TO BE DONE - Present the lines below as a numbered list, leaving out any blank lines.

[Annotated coordinate records]
[start]

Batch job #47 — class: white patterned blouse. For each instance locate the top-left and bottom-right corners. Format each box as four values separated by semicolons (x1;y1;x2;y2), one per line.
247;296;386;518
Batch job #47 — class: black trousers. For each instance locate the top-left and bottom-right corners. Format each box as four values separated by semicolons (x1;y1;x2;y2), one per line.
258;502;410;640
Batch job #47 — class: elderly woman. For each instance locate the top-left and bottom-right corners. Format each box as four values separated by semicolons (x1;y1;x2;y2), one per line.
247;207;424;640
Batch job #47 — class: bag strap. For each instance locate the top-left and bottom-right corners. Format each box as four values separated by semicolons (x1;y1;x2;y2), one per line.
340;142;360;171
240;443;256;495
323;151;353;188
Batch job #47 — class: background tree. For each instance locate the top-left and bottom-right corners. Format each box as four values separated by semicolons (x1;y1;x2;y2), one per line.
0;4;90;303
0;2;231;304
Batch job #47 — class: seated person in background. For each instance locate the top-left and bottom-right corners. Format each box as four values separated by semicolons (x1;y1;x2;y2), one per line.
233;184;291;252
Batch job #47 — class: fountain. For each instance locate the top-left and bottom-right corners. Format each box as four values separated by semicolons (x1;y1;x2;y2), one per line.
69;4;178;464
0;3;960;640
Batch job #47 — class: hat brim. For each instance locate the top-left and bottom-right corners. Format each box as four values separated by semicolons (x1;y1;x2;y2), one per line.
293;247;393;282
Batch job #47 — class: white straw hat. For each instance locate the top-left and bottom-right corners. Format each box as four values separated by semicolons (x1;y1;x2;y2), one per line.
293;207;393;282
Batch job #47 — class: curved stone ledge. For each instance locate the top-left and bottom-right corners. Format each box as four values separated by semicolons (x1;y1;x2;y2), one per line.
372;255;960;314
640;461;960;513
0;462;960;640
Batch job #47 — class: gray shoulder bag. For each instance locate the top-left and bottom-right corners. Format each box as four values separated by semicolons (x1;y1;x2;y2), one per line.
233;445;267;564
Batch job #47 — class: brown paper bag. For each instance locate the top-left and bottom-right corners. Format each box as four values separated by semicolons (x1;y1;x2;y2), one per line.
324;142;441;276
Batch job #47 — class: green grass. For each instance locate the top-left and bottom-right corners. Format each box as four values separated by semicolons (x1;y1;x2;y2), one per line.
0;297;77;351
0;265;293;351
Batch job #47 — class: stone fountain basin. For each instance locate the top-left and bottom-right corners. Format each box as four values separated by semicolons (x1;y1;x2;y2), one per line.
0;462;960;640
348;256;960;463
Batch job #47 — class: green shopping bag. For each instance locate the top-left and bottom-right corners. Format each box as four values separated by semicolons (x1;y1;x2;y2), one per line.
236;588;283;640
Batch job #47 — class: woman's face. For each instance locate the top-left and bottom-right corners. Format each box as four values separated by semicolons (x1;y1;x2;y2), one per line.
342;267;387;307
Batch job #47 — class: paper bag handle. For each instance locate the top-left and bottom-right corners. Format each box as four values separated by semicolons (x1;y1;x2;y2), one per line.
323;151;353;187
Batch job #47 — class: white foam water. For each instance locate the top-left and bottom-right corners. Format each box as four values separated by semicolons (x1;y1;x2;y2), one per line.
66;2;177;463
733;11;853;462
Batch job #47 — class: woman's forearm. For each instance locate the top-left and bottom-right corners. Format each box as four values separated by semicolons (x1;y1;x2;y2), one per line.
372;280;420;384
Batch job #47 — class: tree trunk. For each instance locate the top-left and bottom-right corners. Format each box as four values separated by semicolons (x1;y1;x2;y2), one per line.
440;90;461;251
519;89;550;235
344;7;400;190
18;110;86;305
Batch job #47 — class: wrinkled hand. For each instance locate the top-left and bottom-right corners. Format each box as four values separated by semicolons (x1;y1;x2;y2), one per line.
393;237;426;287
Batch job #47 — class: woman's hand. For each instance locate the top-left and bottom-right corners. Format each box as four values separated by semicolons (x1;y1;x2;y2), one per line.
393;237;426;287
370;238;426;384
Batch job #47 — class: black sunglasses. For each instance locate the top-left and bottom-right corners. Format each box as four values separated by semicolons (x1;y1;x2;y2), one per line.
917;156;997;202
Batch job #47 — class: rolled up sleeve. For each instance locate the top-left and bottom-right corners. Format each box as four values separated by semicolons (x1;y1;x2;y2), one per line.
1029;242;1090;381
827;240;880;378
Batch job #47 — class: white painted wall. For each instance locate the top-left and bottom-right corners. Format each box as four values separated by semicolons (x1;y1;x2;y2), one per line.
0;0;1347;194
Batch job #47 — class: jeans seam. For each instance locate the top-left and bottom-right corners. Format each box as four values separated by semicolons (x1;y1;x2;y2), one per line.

[end]

CORRECT RESPONSE -
1. Batch job #47 — class: white patterned blouse. For each instance locate the top-left and bottom-right corners. Format each box as four values separated by semicolons (x1;y1;x2;y2), one per line.
2. 247;296;386;518
3. Batch job #47 — class: black trousers. For each instance locate the top-left and bottom-right corners. Format each box as four values separated by semicolons (x1;y1;x2;y2), one per line.
4. 258;502;410;640
5. Batch job #47 — class: elderly woman. For each instance locate the top-left and bottom-right corners. Format each box as four values separated by semicolons (x1;y1;x2;y2), one per line.
6. 247;207;424;640
7. Batch job #47 — class: bag strap. For each instance locate the top-left and bottom-right corners. Format each box as four values separated by semicolons (x1;y1;x2;y2), one per line.
8. 340;142;360;171
9. 240;443;256;495
10. 323;151;353;188
11. Batch job #47 — class: background tree. For each instance locate the top-left and bottom-right corners. Format each box as four values separated by semicolons (x1;y1;x2;y2), one per line.
12. 0;4;90;303
13. 0;2;231;304
14. Batch job #47 — class: seated person in background. For each instance locate the top-left and bottom-right corners. Format each box as four values separated by semicolons (x1;y1;x2;y2), one per line.
15. 233;184;291;252
16. Batch job #47 — class: fountain. For each instance locate the top-left and bottom-right corners. Format each box as four values separated by semicolons (x1;y1;x2;y2), one per line.
17. 69;4;178;464
18. 0;3;960;640
19. Batch job #47 — class: hat brim. For each instance locate the top-left and bottom-right corners. Format each box as four values separated by semicolons (x1;y1;x2;y2), one per line.
20. 293;247;393;282
21. Batch job #47 — class: white straw hat. For each instance locate the top-left and bottom-right corners. Format each box as four values separated by semicolons (x1;y1;x2;y2), one per line.
22. 293;207;393;282
23. Batch job #47 — class: curved stone ledge. For each instance locate the top-left and bottom-right corners. Format each box as four values separated by semicolons (x1;y1;x2;y2), one per line.
24. 372;255;960;314
25. 640;461;960;513
26. 0;462;960;640
27. Batch job #47 — class: gray shoulder bag. For each instance locate the top-left and bottom-right corners. Format each box as four values separated by semicolons (x1;y1;x2;y2), one per line.
28. 233;445;267;564
29. Batch job #47 — class: brown paper bag. For each instance locate the top-left and bottom-right corners. Format each box as four values separated by semicolons (x1;y1;x2;y2), one per line.
30. 324;142;441;276
31. Batch job #47 — class: green grass. For each instance locate the top-left and bottom-right corners. Format each box as four values separated by semicolons (x1;y1;x2;y2), one per line.
32. 0;297;77;351
33. 0;265;293;351
34. Batch job #47 — class: stone fountain basin. For each instance locate the top-left and bottom-right corners. Format each box as four values separated by semicolons (x1;y1;x2;y2), one per line.
35. 0;462;960;640
36. 348;256;960;463
37. Batch job #47 — class: green shopping bag. For each instance locate the top-left and bottom-right corners. Format each box as four values separated by semicolons (x1;y1;x2;y2), one per line.
38. 236;588;283;640
39. Batch job #47 — class: woman's face. For each instance locate the top-left and bottom-right corners. Format each box as four values separated by semicolons (x1;y1;x2;y2), one per line.
40. 342;267;387;307
41. Batch job #47 — class: paper bag handle. For each instance locate the top-left and bottom-right corners. Format each box as four values separated by semicolons (x1;y1;x2;y2), one per line.
42. 323;151;353;187
43. Batch job #47 — class: white foam water. For each instance locate the top-left and bottom-right corners. Format each box as four values separated by semicolons (x1;y1;x2;y2), one per line.
44. 66;2;177;463
45. 733;11;853;462
46. Batch job #47 — class: woman's forearm. For each instance locate the top-left and bottom-right corners. Format each box as four values separated by semicolons (x1;y1;x2;y2), one per line.
47. 372;280;420;384
48. Batch job #47 — class: tree trunk. For each instance locate the top-left and bottom-right corners. Format each box as four values separated by semicolons (x1;y1;x2;y2), one per line.
49. 440;90;461;251
50. 519;89;550;235
51. 344;7;400;190
52. 18;110;86;305
53. Batch job #47 — class: wrinkled hand. For each instance locate the top-left and bottom-right corners. Format each box as four values separated by semicolons (x1;y1;x2;y2), one per line.
54. 393;237;426;287
55. Batch job #47 — class: woman's hand. For each instance locate the top-left and bottom-right corners. Format each box as four values separated by semicolons (x1;y1;x2;y2), one per line.
56. 393;237;426;287
57. 370;238;426;384
58. Batch job #47 — class: black sunglasses. For each instance locate the top-left and bottom-right corners. Format each box as four values separated by semicolons (x1;y1;x2;y2), one per line.
59. 917;156;997;202
60. Batch job #47 — class: rolled up sleeve. For each instance locate the top-left and bottom-right corners. Format each box as four values separated by semicolons (x1;y1;x2;y2), one per line.
61. 1029;242;1090;381
62. 827;240;880;378
63. Batch job #47 — class: white painted wall. For each instance locate the top-left and bottom-right corners. Format each box as four values separated by semicolons (x1;y1;x2;y2), one per line.
64. 0;0;1347;194
65. Batch job #47 — class: jeans seam. For each instance locate the top-left and bottom-right corners. Format each box as four values separated by semicolons (x1;y1;x2;y2), one per line.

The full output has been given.